→ **GIVEN INSTRUCTION**
In the listing below, begin at the line that has "Reviewer check: every instance of the blue" and go through to the end. Write those lines out again, substituting "Label" for every "Query" and changing nothing else.

(Object point labels)

▬▬▬▬▬▬

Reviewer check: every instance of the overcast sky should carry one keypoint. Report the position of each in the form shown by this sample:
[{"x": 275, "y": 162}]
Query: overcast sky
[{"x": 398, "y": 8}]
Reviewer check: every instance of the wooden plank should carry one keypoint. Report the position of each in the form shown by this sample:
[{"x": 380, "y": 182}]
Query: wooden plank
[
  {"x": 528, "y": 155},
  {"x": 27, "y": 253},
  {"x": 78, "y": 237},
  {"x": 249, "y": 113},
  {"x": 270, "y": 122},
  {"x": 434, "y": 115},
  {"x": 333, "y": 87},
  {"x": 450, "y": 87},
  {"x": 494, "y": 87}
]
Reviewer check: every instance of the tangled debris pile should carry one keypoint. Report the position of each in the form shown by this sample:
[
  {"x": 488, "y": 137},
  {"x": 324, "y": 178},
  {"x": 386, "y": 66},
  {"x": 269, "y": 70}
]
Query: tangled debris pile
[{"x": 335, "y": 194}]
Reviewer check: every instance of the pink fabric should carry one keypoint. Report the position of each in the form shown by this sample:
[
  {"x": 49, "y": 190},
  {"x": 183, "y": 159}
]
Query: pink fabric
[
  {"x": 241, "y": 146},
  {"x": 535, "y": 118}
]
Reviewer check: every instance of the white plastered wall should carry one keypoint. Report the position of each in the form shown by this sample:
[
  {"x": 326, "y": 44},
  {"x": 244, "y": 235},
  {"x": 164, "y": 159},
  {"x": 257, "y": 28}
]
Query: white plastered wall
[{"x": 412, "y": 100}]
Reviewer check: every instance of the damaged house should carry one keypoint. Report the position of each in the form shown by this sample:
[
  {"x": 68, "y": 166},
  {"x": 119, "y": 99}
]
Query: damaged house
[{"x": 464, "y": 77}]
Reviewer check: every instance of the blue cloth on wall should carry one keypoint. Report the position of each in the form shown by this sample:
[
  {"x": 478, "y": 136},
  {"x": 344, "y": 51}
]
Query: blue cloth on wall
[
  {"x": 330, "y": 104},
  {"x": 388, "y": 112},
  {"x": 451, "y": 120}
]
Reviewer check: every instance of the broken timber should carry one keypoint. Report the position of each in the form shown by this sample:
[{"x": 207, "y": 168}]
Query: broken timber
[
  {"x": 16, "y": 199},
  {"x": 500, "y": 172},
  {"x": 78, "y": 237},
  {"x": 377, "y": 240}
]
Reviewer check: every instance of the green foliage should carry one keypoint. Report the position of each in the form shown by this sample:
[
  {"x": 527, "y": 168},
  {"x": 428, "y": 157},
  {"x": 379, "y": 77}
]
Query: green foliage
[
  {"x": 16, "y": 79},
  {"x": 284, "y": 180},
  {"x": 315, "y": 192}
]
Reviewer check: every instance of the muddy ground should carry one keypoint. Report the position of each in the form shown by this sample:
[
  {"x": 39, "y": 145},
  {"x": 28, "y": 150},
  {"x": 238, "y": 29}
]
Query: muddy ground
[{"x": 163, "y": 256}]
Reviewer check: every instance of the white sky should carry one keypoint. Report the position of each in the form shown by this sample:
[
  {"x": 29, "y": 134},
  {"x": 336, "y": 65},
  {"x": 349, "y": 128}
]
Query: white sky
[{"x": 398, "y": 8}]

▬▬▬▬▬▬

→ **THE ANSWER**
Reviewer check: every instance of the blue cloth on wall should carry one keypoint. Report the position of each in the form shown by this sample:
[
  {"x": 478, "y": 136},
  {"x": 344, "y": 51}
]
Label: blue cloth on wall
[
  {"x": 330, "y": 104},
  {"x": 388, "y": 112},
  {"x": 451, "y": 120}
]
Reviewer check: every instance of the broken timber should carry one keypoint. Report the position of each in the form shown by this sample:
[{"x": 207, "y": 168}]
Label: broken timber
[
  {"x": 16, "y": 199},
  {"x": 500, "y": 172},
  {"x": 78, "y": 237},
  {"x": 377, "y": 240}
]
Reviewer check: every instance of the green foliage should carry one keypoint. Report the position of each in the form shown by this sample:
[
  {"x": 527, "y": 168},
  {"x": 428, "y": 157},
  {"x": 379, "y": 77}
]
Label: green foliage
[
  {"x": 16, "y": 79},
  {"x": 284, "y": 180},
  {"x": 315, "y": 192}
]
Reviewer check: every instance of the muddy ground should carry one keypoint. Report the position of each in the form shown by this sample:
[
  {"x": 39, "y": 145},
  {"x": 28, "y": 150},
  {"x": 238, "y": 29}
]
Label: muddy ground
[{"x": 163, "y": 256}]
Reviewer check: every instance of the white sky should carry one keypoint. Report the position of each in the form shown by this sample:
[
  {"x": 29, "y": 134},
  {"x": 336, "y": 65},
  {"x": 349, "y": 128}
]
Label: white sky
[{"x": 398, "y": 8}]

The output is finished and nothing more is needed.